Exercise directions
Extract every line below that contains the string "white", and copy each one in full.

:::

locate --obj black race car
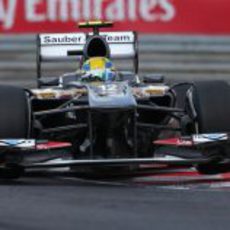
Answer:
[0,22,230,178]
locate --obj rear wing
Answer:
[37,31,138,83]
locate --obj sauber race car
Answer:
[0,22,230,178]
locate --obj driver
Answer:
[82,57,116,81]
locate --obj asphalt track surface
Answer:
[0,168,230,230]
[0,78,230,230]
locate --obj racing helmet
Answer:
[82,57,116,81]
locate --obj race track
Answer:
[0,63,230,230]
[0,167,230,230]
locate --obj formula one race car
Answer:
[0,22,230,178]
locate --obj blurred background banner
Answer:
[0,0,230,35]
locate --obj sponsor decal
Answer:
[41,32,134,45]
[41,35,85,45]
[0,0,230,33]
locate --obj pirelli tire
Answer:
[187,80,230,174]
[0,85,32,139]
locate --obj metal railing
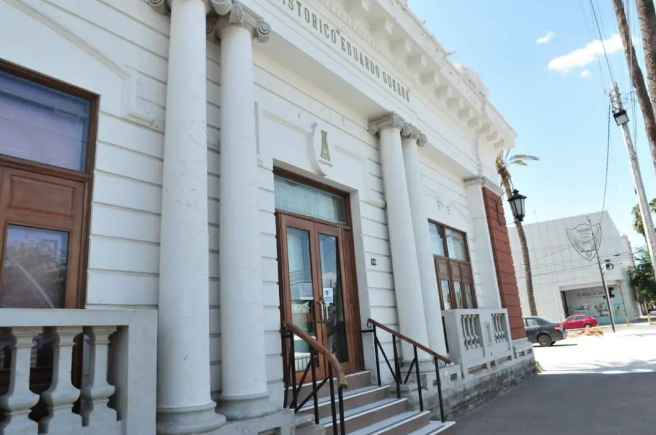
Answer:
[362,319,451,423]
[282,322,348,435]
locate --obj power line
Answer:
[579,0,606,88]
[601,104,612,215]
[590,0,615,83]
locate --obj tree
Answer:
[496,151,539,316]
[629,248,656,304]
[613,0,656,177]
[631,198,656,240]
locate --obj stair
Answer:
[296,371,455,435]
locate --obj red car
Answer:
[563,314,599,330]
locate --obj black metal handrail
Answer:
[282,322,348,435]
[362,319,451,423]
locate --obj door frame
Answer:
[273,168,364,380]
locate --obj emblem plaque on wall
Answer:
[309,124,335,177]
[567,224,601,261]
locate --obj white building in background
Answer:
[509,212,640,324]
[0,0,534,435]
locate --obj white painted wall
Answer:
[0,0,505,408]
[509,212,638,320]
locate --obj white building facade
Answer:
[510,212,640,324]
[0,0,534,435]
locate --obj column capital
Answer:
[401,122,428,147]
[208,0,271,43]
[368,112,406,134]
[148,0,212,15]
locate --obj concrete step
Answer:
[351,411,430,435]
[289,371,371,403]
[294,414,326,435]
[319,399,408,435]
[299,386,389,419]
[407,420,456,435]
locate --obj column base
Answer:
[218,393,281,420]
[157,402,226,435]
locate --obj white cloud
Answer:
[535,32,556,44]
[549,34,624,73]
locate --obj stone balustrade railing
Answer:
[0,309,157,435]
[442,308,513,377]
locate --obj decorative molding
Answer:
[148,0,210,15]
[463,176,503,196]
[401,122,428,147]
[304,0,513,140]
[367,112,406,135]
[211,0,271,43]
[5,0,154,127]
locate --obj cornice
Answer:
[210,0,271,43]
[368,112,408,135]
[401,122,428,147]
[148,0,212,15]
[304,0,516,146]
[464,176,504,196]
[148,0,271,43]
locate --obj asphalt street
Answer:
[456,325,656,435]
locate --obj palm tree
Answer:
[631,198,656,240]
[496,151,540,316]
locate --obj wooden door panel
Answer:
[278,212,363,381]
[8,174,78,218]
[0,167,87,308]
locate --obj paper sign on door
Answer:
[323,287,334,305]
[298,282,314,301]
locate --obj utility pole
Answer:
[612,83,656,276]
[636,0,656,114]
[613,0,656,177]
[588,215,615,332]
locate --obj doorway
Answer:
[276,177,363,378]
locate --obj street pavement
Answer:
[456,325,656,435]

:::

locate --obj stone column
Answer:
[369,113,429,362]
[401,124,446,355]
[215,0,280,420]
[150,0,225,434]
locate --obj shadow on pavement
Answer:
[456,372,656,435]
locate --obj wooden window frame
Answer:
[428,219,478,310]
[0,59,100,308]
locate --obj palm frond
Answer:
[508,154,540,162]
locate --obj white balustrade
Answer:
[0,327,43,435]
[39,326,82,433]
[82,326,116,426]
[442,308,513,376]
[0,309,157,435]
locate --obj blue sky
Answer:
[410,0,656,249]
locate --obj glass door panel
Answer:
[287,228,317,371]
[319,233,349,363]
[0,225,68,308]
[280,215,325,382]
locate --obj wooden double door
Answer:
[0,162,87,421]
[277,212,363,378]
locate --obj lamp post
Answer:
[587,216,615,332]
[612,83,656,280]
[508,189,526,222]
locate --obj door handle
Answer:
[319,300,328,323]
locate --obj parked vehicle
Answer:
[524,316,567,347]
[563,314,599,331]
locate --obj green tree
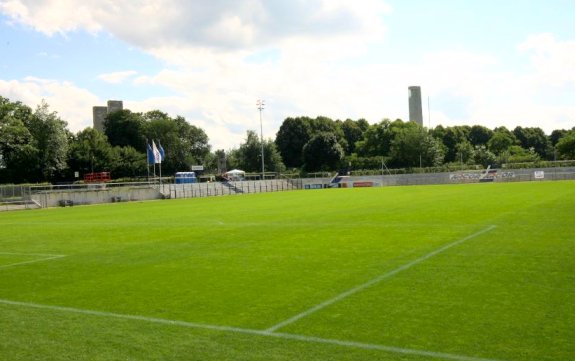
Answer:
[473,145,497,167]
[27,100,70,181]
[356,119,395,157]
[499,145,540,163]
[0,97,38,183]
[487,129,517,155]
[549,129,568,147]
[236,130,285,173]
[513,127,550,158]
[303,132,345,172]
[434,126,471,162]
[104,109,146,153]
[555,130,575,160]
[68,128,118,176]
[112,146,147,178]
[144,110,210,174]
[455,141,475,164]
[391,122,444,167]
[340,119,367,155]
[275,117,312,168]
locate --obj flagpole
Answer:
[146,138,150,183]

:::

The solution
locate --obj white building in background
locate --obj white painted wall
locate --obj white building facade
locate --obj white cloud
locate --obj white balustrade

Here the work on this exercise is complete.